Problems to solve:
(a) Using the stack usage article, explain in one to three sentences why stack handling gets more complicated when an RTOS is involved.
(b) Pull out each line of the records that contains the string "forearm", treating uppercase and lowercase as different.

Page:
Measuring Stack Usage the Hard Way
Embedded systems often require a careful eye to where memory resources are being spent, especially runtime memory utilization like stack and heap memories.
This article is intended to shed some light on strategies for measuring stack memory usage on a small embedded system.
Table of Contents
How stacks work
Before we dive into the measurement techniques, let’s take a quick look at how stacks usually behave on these types of small embedded chips (skip to “Measuring stack usage” if this is old news). For this article, we’ll be assuming an ARM Cortex-M embedded device with “full descending” stacks, but similar techniques will apply to other systems.
Stack grows down, heap grows up
In a “full descending” stack, objects are “allocated” into stack memory in decreasing memory order.
If our code is allocating a 32-bit value on stack:
int foo(int a) {
uint32_t var; // the compiler may choose to allocate this on stack
...
}
First the “stack pointer” is decremented by 32 bits (4 bytes), then the address
for var
is set to the new stack pointer address. Loads and stores of the var
variable will then access the stack-allocated 32-bit region.
In a typical single-threaded embedded program that uses both stack and heap
(malloc
and friends), the memory ordering might look like this:
You can find some more explanation here:
https://courses.engr.illinois.edu/cs225/fa2022/resources/stack-heap/
Side note, there’s an interesting strategy for single-threaded programs that involves a two-pass linking step, and results in this memory layout:
Read more about that here:
RTOS stacks
Things get a little more complicated when there’s an RTOS involved: each thread (in a pre-emptive RTOS) usually has its own dedicated stack. See this link for a great description:
When a thread is running, stack allocations occur just as in a single-threaded system, only the stack is set up (by the RTOS kernel) specifically for the thread.
Alright, let’s jump into the stack usage measurement techniques!

Provided data:
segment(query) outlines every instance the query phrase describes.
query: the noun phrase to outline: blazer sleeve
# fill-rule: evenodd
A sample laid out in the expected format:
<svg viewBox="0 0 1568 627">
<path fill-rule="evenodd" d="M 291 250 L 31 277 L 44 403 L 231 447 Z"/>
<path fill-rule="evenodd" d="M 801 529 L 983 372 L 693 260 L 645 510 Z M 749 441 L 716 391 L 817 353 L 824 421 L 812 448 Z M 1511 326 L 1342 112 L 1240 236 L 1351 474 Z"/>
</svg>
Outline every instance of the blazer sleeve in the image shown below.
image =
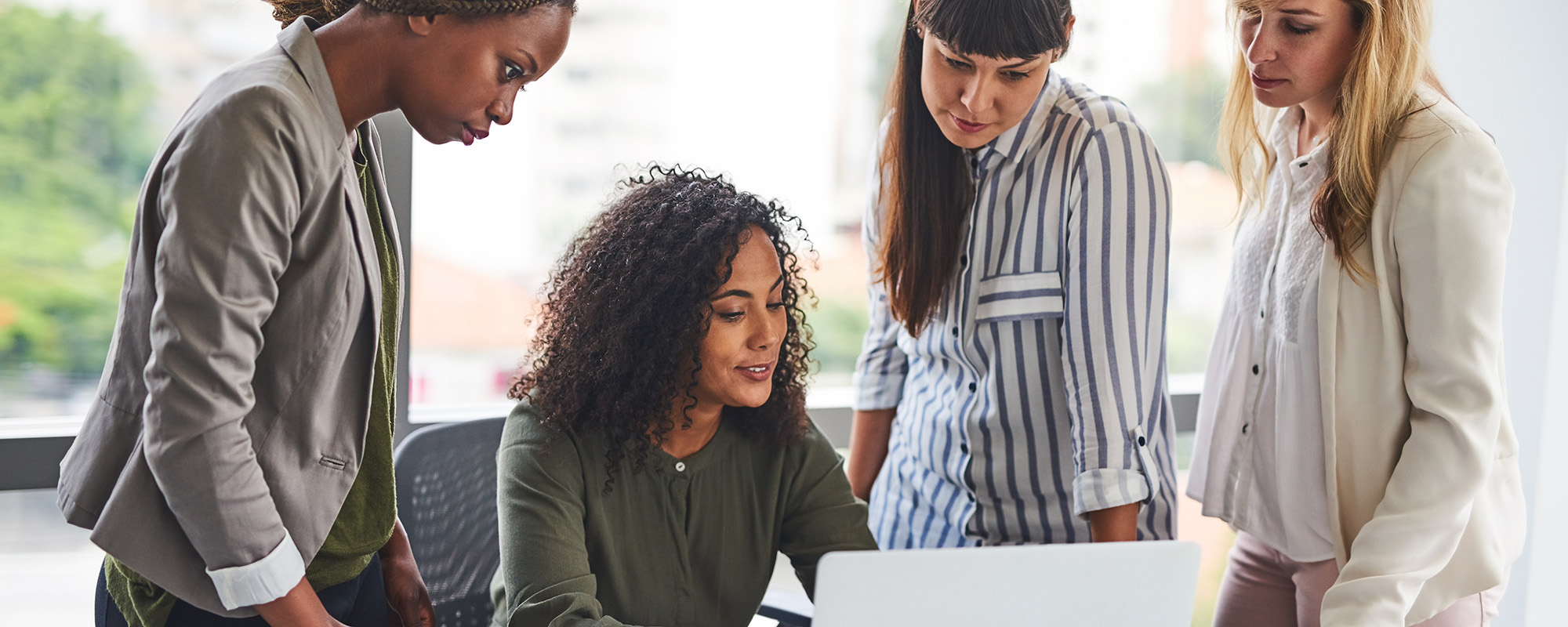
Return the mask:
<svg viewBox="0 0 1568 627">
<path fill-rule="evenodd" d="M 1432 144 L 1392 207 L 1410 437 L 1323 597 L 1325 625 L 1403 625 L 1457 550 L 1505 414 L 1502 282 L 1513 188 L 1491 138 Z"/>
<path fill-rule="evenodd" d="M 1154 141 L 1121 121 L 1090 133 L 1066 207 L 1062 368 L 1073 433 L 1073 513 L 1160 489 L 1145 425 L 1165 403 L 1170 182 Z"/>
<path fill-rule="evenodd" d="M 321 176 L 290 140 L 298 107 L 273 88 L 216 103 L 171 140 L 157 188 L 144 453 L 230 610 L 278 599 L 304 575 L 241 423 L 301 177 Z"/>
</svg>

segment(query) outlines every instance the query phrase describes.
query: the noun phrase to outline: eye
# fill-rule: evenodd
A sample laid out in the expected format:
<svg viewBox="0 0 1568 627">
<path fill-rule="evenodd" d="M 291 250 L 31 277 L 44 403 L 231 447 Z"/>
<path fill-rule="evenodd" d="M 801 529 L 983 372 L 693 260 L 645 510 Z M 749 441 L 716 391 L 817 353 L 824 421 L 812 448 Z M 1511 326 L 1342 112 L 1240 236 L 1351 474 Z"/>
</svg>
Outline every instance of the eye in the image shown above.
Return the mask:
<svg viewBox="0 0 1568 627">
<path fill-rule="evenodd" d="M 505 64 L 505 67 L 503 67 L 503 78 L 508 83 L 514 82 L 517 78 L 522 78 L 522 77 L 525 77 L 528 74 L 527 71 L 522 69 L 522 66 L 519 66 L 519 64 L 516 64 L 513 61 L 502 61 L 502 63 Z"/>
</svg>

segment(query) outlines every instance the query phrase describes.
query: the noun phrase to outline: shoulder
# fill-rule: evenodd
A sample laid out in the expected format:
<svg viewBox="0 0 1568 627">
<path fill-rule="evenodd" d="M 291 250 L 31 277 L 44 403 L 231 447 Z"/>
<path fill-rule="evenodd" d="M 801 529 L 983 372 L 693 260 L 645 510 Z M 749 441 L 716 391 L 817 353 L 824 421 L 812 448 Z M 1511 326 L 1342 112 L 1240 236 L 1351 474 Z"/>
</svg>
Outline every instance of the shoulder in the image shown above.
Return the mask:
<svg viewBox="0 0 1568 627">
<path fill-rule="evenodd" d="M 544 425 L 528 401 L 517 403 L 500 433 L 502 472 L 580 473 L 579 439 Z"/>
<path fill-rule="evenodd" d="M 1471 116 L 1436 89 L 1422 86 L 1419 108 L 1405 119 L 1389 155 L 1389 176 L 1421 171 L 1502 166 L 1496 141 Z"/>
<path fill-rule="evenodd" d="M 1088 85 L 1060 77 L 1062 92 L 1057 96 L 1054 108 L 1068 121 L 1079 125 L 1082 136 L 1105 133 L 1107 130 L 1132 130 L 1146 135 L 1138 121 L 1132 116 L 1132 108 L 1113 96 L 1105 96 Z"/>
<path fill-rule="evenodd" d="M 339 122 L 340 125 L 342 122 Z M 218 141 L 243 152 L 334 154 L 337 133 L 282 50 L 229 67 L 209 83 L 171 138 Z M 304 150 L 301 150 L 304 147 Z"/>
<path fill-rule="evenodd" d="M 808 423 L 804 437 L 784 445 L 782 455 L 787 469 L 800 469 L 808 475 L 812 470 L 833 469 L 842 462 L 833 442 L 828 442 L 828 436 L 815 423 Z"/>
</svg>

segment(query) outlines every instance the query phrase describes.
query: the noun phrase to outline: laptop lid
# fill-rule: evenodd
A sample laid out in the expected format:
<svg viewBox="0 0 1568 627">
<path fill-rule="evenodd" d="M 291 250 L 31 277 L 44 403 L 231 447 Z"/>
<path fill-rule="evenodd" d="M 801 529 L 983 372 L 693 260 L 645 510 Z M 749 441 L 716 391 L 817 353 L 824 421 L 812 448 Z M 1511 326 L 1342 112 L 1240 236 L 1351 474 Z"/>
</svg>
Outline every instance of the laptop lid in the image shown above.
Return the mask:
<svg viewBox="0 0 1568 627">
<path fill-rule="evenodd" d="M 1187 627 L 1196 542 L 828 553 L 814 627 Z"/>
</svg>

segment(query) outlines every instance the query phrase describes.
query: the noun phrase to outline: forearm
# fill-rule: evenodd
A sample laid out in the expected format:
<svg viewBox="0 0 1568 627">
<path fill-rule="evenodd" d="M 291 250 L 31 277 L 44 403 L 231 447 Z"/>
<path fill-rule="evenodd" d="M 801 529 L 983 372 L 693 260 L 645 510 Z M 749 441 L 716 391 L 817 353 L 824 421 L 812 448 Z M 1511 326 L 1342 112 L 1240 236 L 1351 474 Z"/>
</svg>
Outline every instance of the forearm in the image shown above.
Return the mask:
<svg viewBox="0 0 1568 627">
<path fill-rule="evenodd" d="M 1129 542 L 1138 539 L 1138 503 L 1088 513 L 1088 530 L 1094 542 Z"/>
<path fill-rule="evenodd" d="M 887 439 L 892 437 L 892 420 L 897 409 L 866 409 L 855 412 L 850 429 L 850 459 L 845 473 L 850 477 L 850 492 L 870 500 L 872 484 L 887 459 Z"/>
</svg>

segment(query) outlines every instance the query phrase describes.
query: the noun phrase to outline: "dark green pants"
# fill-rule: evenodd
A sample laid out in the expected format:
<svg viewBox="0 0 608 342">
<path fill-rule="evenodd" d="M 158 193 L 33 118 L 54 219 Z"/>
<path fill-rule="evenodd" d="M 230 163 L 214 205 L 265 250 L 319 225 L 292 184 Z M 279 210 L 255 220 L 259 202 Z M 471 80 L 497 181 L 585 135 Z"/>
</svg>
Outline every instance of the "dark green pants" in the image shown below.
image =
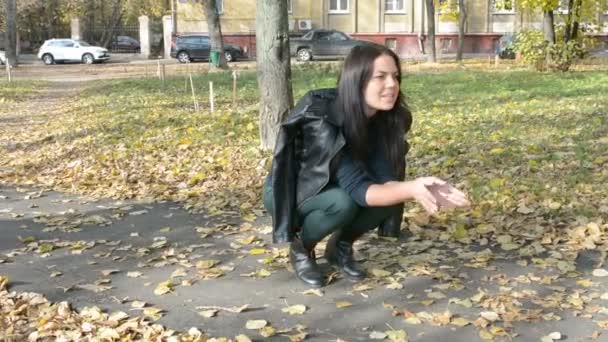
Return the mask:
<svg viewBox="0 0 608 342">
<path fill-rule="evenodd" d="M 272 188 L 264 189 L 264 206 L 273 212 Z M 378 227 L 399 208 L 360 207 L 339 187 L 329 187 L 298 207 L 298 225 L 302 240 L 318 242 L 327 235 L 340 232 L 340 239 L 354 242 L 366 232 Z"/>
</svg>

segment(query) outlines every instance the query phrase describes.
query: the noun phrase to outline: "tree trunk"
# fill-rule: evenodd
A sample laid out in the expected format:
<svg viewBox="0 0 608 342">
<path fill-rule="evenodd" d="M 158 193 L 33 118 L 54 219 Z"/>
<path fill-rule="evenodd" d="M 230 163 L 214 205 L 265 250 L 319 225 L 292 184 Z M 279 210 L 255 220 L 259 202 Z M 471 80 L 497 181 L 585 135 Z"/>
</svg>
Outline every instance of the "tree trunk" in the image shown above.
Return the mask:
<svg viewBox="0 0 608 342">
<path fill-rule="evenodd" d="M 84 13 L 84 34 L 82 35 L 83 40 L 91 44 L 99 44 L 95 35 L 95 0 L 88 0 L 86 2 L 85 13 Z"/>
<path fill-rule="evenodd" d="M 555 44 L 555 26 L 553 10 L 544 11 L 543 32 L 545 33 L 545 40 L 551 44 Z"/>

Exercise answers:
(a) With a pre-emptive RTOS, each thread usually has its own dedicated stack instead of sharing one. While a thread runs, stack allocations work as in a single-threaded system, but the RTOS kernel sets up the stack specifically for that thread.

(b)
query: the noun phrase to outline: forearm
Outline every instance of the forearm in the image shown above.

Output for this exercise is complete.